Copy out the data below word for word, leaving out the pictures.
** Begin **
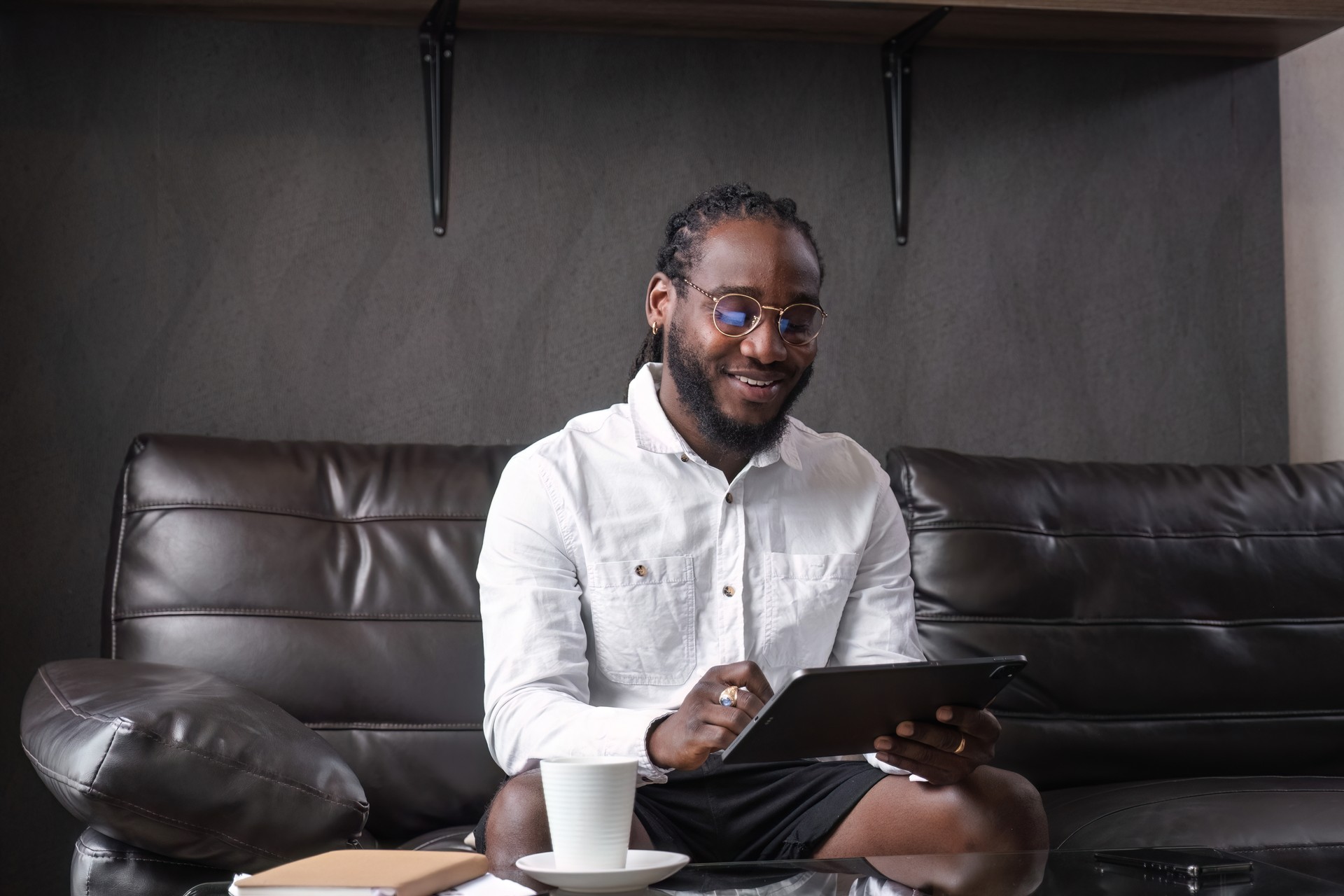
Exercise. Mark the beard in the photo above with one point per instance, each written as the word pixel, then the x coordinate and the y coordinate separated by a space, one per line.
pixel 692 377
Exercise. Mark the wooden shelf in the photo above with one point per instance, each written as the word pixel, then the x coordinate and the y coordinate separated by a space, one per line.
pixel 1259 29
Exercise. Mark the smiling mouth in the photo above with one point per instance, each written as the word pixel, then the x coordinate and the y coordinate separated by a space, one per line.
pixel 755 390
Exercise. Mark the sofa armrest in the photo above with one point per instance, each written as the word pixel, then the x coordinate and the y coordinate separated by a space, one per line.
pixel 187 764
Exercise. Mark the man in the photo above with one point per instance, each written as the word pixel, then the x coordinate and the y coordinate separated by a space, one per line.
pixel 650 558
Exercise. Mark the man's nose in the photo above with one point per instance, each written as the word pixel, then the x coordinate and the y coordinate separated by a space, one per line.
pixel 764 343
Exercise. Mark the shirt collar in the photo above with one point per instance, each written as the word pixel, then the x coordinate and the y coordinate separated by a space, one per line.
pixel 654 431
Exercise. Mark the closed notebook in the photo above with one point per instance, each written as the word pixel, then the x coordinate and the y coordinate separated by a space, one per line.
** End **
§ **The response**
Exercise. Mark the beard in the photo above with one point per instance, each written as the word pixel, then the x coordinate and the y coordinate separated by a space, one per line.
pixel 692 377
Exercise. Mark the wooden shelf in the photo above with one point per instance, each written as the word pixel, then the x coordinate and the y coordinate separated by a space, one per line.
pixel 1259 29
Exercise. Mark the smiling mouth in the photo above with one point per instance, each written as the word pixel, then the x coordinate and the y coordinate separated by a space, one per line.
pixel 755 390
Exercise. Mark the sofa armrest in the photo above with one point per instance, each written as the word pixel, then the x coordinate and the y coordinate separated by a space, one per line.
pixel 187 764
Exercise. Mark the man in the photo above with one point per instance, each written as the word pixel, then the x coordinate and the y coordinate separated by a space, one per line.
pixel 650 558
Exercise. Mark the man's nose in the photo above with one point per instance, each written as the word pixel, then the x coordinate and the y coordinate separated by a space, one per line.
pixel 764 343
Exercise. Mark the shirt collar in the photo above with one point per instance, each written as the word pixel, then the x coordinate and the y coordinate separated by a space, one per line.
pixel 654 431
Exercise. Mark the closed notebook in the photo above with one point per instance, each written as the word pixel, then the x coordinate and the y coordinate separated by a space, one per line.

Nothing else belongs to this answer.